THE TASK
Omit every image, and transcribe the remaining entries exactly as given.

ENTRIES PROVIDED

========================================

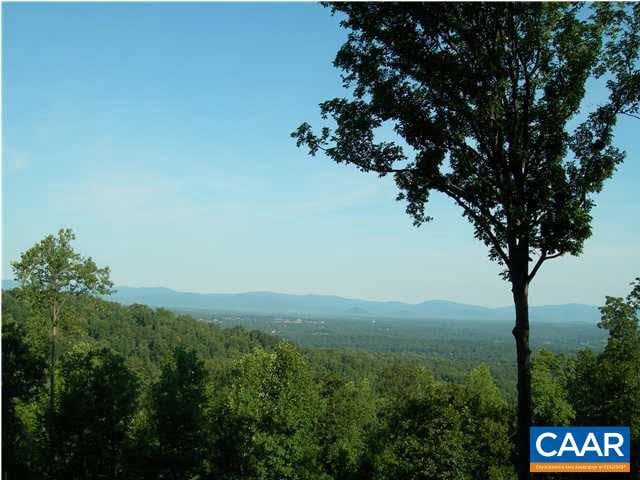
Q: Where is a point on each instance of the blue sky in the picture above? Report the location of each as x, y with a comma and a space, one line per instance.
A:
160, 134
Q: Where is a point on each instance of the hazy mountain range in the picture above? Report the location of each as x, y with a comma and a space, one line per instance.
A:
280, 303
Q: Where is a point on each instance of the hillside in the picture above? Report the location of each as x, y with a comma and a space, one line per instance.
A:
279, 303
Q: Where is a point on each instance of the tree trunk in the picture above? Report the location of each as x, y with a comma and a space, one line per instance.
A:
520, 332
52, 373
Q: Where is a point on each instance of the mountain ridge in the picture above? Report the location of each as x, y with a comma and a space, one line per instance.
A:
267, 302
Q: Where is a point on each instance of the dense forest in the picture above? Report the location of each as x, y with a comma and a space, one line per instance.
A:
144, 393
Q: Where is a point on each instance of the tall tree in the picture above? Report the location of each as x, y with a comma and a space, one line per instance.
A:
482, 96
52, 271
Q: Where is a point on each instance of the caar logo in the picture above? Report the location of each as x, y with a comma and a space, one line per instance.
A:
579, 449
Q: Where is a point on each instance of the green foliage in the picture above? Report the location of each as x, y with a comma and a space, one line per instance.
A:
52, 268
148, 394
96, 402
614, 373
489, 126
22, 377
348, 418
488, 428
551, 375
179, 401
272, 409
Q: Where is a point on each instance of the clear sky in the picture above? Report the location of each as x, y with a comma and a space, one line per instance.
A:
160, 134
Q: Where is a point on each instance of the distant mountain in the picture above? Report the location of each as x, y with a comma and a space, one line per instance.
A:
281, 303
269, 302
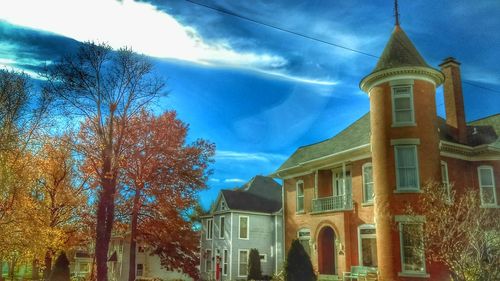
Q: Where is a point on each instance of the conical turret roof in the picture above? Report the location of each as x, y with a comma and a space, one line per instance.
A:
399, 52
400, 57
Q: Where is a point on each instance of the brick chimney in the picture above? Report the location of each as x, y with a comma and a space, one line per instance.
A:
453, 99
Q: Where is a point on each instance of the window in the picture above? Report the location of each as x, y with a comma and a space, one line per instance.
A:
210, 229
367, 245
224, 262
304, 236
243, 263
402, 105
406, 167
487, 185
445, 180
367, 183
221, 227
263, 257
140, 269
208, 260
412, 247
243, 227
300, 196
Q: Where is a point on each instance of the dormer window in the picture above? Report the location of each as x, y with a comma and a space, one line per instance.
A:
402, 105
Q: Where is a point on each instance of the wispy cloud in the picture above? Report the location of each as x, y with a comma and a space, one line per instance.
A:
235, 180
143, 27
245, 156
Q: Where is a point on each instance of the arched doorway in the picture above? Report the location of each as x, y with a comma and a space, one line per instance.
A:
326, 251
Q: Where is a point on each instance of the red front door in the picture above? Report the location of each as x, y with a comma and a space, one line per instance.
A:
326, 253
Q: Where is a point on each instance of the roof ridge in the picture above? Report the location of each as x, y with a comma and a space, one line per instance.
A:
483, 118
339, 133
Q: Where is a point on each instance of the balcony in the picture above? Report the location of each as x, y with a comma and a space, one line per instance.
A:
332, 204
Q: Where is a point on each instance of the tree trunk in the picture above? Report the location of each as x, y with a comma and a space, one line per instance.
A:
133, 235
48, 265
105, 216
34, 270
1, 269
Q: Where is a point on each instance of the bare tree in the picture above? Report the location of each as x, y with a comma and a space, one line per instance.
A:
459, 233
106, 88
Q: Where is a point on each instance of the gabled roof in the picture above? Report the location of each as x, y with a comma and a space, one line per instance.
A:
483, 131
399, 52
260, 194
357, 134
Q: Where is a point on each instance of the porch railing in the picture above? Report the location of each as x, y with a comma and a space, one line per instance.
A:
333, 203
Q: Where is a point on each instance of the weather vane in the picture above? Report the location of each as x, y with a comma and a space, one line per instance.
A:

========================================

TASK OUTPUT
Q: Where is a point on each instance of the blue sky in the picture above? Report the location of each as x, y with a comma and a space, one line per instance.
A:
160, 134
Q: Where is a point on each instance of the hazy mountain range in the picture above? Report the location of each as x, y with a comma and a space, one line per instance.
A:
280, 303
Q: Where is a point on each instance of the hillside in the picture above? Report the location of each as x, y with a comma and a space, one line per instance.
A:
279, 303
Q: Where is a point on each instance of the tree trunk in the picture above? Report the location of each as x, y with a comma and a space, one line per instance.
A:
520, 332
52, 373
Q: Where is a point on each instance of the mountain ridge in the picture above? Report the location of each as x, y with a comma and a space, one line per instance.
A:
267, 302
Q: Where is a point on each instance of the dense forest in the picture above? Report the location of each as x, y with a comma and a space, one line per instance.
A:
144, 393
Q: Where is a point on each instance of the tall tree in the picture above? Report the location of each as x, y with a comma and a space, one line per instance.
A:
482, 96
52, 271
Q: Where is a point on each instance of the caar logo in the picture above? Report the location of each as x, y with a comma and a space, one line per instance.
A:
579, 449
Q: Where is a point on each instance of the green foliage in the picture above? Report the location of each as x, y with a comma and a space, one line per instance.
A:
52, 268
148, 394
96, 402
614, 373
489, 126
22, 377
348, 418
488, 428
551, 375
179, 401
272, 409
Q: Where is a point on each instance of the clear sky in the picture above? Report the location of each as x, y with a comma and a space, one line per instance.
A:
160, 134
Q: Where is a point on each instance of the distant mountain in the picture above? Report the location of each as x, y with a comma and a space, one line per instance.
A:
281, 303
269, 302
Q: Where is a point on each instance of the conical turret roof in the picture above? Report the location of each as x, y with a comma and a space, one line per instance.
A:
399, 52
400, 57
Q: Where is a point on each instance of the brick chimney in the picture above? Report the location of each as x, y with a comma and a space, one line per instance.
A:
453, 99
Q: Where is a point on each instance of the window in the picture above? Report the location of each as x, y with a comma and a space, one line per instance.
A:
210, 229
367, 245
224, 262
304, 236
243, 263
402, 105
406, 167
487, 185
445, 180
367, 183
221, 227
263, 257
140, 269
208, 260
412, 247
243, 227
300, 196
Q: Where is a point on each instance of the dormer window in the picture above? Report the location of each as x, y with a comma and a space, one line per instance.
A:
402, 105
Q: Where is a point on each instance of the wispy cloud in the picture above? Report the location of each as x, y with a comma and a space, one line per instance.
A:
235, 180
143, 27
245, 156
Q: Where is a point on each instance of the arched doorway in the picture above? Report the location of each as x, y with a comma and a space, one line per instance.
A:
326, 251
Q: Where is a point on each instance of the red front door in the picture above? Report the location of each as x, y with a comma and a space, one line per instance.
A:
326, 253
Q: Where is a point on each instance of the roof ridge in the picture above? Report the location of each as x, y with a comma and a space, one line per instance.
A:
483, 118
339, 133
Q: Where is a point on each instance of the balcony in the picture above? Report the location of each as x, y with a comma and a space, one line per instance.
A:
332, 204
Q: Where is a point on each instance of the tree trunk in the picture above? Report the location of each as x, y with a comma and a space, one line per instance.
A:
133, 235
48, 265
105, 216
34, 270
1, 269
Q: Where is a point on each instance of the bare tree in the picture above? Report the location of each as x, y with a comma and a space, one line per instance.
A:
459, 233
106, 88
Q: Where is a point on each instance of the gabled roof in the picture above? Report the location of each as x, y with a comma and a space, one line per instance.
A:
483, 131
399, 52
260, 194
357, 134
Q: Where is a point on each instance of the porch railing in the picture above? Report the location of each as x, y with a comma and a space, one line per instance.
A:
333, 203
Q: Where is a point on each instance of the weather vane in the picture above? Report the location of each as x, y with a comma and a space, one line per instance.
A:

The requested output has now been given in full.